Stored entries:
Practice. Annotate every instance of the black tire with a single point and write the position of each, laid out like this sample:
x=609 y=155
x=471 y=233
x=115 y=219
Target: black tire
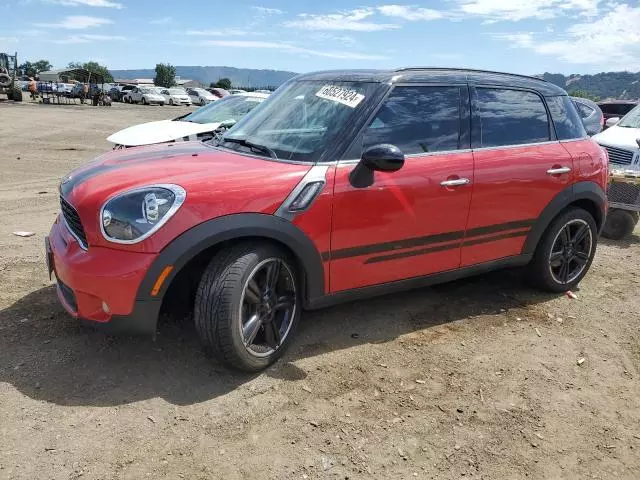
x=542 y=273
x=219 y=303
x=619 y=224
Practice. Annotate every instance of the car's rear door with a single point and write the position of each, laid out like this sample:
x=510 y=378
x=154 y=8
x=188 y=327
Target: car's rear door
x=411 y=222
x=519 y=168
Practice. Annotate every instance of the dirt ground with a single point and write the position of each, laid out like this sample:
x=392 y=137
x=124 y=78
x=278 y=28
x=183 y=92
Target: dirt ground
x=473 y=379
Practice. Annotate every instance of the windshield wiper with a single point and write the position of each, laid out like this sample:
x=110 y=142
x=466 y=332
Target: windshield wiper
x=251 y=145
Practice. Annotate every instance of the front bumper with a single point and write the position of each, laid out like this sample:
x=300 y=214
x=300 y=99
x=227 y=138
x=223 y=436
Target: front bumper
x=100 y=285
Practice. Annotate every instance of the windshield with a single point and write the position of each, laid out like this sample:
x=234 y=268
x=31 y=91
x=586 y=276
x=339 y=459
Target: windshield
x=302 y=120
x=228 y=110
x=631 y=119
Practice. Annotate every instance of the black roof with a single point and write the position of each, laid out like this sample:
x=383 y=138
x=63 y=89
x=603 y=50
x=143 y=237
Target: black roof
x=434 y=75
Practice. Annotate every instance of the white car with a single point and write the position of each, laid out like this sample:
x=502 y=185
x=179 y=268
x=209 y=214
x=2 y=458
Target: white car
x=622 y=140
x=175 y=96
x=201 y=124
x=144 y=95
x=199 y=96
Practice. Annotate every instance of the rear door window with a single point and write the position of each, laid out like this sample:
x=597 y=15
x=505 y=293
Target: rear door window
x=418 y=120
x=511 y=117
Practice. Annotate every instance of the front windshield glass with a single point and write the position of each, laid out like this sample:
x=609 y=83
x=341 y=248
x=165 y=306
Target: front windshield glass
x=631 y=119
x=228 y=110
x=302 y=120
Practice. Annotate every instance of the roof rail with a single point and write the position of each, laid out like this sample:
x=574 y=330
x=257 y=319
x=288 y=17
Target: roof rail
x=470 y=70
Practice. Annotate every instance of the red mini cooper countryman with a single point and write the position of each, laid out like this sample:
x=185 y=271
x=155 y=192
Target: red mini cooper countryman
x=341 y=185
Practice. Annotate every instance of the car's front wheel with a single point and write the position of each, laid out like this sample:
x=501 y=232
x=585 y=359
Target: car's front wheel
x=565 y=251
x=248 y=305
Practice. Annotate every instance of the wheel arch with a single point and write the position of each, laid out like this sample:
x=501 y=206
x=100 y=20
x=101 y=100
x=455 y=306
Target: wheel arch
x=238 y=227
x=587 y=195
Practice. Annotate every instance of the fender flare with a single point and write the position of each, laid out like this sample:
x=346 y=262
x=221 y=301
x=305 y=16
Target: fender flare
x=589 y=191
x=237 y=226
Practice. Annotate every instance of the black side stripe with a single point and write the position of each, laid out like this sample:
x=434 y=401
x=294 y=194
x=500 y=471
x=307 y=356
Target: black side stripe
x=421 y=241
x=440 y=248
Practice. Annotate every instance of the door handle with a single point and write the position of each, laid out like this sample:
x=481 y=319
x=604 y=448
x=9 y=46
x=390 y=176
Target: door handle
x=558 y=171
x=458 y=182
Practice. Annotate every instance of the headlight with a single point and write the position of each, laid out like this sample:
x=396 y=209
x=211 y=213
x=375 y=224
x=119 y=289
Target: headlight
x=132 y=216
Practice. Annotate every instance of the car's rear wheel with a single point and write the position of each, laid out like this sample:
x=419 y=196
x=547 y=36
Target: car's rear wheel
x=247 y=305
x=619 y=224
x=565 y=251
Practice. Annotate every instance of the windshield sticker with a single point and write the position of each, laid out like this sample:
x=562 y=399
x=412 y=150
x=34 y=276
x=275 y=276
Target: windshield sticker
x=347 y=97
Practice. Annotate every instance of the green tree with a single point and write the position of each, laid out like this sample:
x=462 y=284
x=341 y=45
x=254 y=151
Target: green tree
x=165 y=75
x=93 y=67
x=584 y=94
x=222 y=83
x=32 y=69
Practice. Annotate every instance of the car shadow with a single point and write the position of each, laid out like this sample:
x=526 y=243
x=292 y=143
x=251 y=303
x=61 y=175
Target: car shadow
x=48 y=356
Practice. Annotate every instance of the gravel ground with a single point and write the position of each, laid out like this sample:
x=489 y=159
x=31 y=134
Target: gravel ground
x=481 y=378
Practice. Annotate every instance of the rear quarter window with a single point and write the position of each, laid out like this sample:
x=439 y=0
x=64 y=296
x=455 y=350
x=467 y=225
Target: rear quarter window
x=511 y=117
x=566 y=119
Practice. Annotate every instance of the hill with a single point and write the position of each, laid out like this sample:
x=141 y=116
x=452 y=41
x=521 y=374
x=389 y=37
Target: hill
x=240 y=77
x=619 y=85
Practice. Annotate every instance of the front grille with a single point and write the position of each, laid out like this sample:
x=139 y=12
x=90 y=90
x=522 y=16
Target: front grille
x=619 y=156
x=72 y=219
x=625 y=193
x=68 y=296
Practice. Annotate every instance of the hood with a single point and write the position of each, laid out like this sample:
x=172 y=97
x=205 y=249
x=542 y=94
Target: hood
x=159 y=132
x=217 y=181
x=616 y=136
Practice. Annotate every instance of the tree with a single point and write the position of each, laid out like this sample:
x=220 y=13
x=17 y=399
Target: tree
x=165 y=75
x=93 y=67
x=584 y=94
x=32 y=69
x=222 y=83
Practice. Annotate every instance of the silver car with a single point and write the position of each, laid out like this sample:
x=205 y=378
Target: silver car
x=175 y=96
x=144 y=95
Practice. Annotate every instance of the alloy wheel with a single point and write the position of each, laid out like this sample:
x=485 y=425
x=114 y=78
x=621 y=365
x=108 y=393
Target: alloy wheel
x=267 y=307
x=570 y=251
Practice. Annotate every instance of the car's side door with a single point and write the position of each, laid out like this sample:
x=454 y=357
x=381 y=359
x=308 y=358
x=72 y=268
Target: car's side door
x=520 y=167
x=410 y=222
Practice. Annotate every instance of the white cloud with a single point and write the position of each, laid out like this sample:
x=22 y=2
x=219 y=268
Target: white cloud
x=88 y=38
x=612 y=42
x=88 y=3
x=409 y=12
x=268 y=11
x=77 y=22
x=352 y=21
x=223 y=32
x=516 y=10
x=286 y=47
x=161 y=21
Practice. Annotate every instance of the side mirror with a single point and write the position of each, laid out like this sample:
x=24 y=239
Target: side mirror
x=381 y=158
x=612 y=121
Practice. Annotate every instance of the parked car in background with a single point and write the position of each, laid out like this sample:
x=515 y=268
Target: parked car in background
x=144 y=95
x=121 y=90
x=591 y=115
x=175 y=96
x=347 y=184
x=622 y=140
x=615 y=108
x=199 y=96
x=219 y=92
x=201 y=124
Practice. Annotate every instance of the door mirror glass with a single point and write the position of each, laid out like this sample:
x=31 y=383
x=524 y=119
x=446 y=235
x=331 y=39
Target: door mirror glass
x=380 y=158
x=612 y=121
x=383 y=158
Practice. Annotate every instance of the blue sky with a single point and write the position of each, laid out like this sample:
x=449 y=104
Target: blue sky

Your instructions:
Can you reproduce the rows starting at "Practice. Annotate every instance of the car shadow" and ending at "x=616 y=136", requests included, adjusting every x and y coordinate of the answer points by -150 while leaving the requests and their format samples untouched?

Written solution:
Practice. Annotate every instance of the car shadow with a single point and write the position of each, laid out like this sample:
x=526 y=243
x=292 y=143
x=251 y=303
x=61 y=175
Target: car shadow
x=-102 y=206
Practice. Annotate every instance of the gravel ground with a single point and write the position of each, laid out like this sample:
x=489 y=159
x=31 y=134
Target: gravel ground
x=331 y=228
Practice. Annotate every instance of the rear quarter window with a single point and write the position of each, laid out like this sample:
x=439 y=0
x=64 y=296
x=455 y=350
x=467 y=225
Target: rear quarter window
x=361 y=-33
x=416 y=-31
Practice. Annotate every instance of the hill with a single point and write the position of each, laid out like this sample:
x=141 y=116
x=452 y=41
x=521 y=374
x=389 y=37
Target: hill
x=90 y=-73
x=469 y=-65
Practice. Annotate every instance of the front grille with a single point and write the position of each, laid out like this sample:
x=139 y=12
x=90 y=90
x=522 y=16
Target: front grille
x=469 y=6
x=-78 y=69
x=475 y=43
x=-82 y=146
Practice. Annotate every instance of the hood with a single point and write the position of each, laid out like this sample:
x=172 y=97
x=205 y=249
x=542 y=94
Target: hood
x=9 y=-18
x=67 y=31
x=466 y=-14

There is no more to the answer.